# TASK OBJECTIVE
Take the line that contains "Batch processing job — object class: red plastic" and all lines after it, up to and including the last line of the data, and write them out exactly; nothing else belongs in the answer.

Collected data:
========================

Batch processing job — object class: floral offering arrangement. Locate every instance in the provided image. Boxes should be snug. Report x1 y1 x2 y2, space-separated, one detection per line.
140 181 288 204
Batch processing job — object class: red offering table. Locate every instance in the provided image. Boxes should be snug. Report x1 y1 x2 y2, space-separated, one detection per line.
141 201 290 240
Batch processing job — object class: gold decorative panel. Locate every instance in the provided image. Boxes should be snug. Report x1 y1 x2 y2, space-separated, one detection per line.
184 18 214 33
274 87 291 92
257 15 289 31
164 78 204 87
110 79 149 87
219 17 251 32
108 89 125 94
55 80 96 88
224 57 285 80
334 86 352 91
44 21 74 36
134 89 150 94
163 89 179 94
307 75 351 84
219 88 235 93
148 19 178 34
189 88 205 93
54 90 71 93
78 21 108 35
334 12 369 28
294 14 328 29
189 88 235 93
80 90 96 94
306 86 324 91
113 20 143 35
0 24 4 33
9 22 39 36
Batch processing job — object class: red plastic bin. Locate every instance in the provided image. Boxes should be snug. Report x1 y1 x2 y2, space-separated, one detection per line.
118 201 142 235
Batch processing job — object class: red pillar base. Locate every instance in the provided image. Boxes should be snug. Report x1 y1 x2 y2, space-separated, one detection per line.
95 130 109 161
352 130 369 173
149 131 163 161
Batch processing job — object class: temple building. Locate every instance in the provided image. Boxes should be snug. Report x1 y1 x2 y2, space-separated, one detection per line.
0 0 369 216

========================

# EXERCISE ANSWER
Batch processing job — object class: red plastic bin. Locate every instance in the provided image. Boxes should be snug. Report x1 y1 x2 y2, space-separated, one detection per line.
118 201 142 235
Batch processing job — object class: red pillar base. Locate every instance in the provided image. Boxes should be snug. Report x1 y1 x2 y2, space-separated, one detection per line.
95 130 109 161
352 130 369 173
149 131 163 161
Batch processing job — object class: temple building. Locate every instance in the provided image. Boxes should be snug. Report x1 y1 x2 y2, space-separated, one detection per line.
0 0 369 216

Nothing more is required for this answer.